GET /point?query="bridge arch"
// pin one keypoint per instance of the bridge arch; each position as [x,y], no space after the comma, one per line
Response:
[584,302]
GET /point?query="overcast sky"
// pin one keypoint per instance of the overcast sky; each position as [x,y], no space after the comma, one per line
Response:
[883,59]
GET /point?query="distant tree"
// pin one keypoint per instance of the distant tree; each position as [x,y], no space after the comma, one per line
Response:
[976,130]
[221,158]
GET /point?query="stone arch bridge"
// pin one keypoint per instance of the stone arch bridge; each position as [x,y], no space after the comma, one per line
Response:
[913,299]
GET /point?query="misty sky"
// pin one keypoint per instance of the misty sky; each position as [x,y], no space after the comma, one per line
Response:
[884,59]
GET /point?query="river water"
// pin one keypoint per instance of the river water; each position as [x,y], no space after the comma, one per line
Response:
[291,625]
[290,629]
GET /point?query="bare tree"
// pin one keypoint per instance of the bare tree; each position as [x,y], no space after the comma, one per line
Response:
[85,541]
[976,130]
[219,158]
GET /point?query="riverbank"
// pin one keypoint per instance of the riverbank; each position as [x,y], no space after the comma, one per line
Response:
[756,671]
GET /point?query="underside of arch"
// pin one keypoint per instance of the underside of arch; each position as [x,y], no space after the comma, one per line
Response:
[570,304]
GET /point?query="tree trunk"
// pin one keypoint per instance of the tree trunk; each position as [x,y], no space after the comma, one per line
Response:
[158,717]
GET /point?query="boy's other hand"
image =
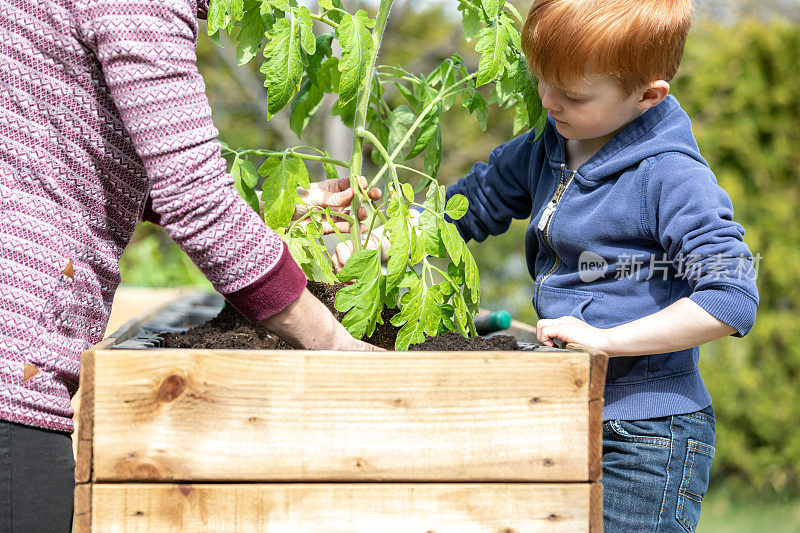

★ ★ ★

REQUIREMENT:
Every line from the first entry to the line containing "of the distant" should be transcribed exactly, and nothing beyond it.

ANSWER FOR THE TASK:
GET /point?query="bridge arch"
// pin one keypoint per instance of the bridge arch; each position as [x,y], no space after the comma, one per line
Response:
[584,302]
GET /point?query="overcast sky"
// pin one keypoint per instance of the overcast sky; each position as [x,y], no space after the comma, one per line
Response:
[883,59]
GET /point?query="distant tree"
// pin one keypoint per instance of the distant tree; each position as [x,y], no space after the comma, one per line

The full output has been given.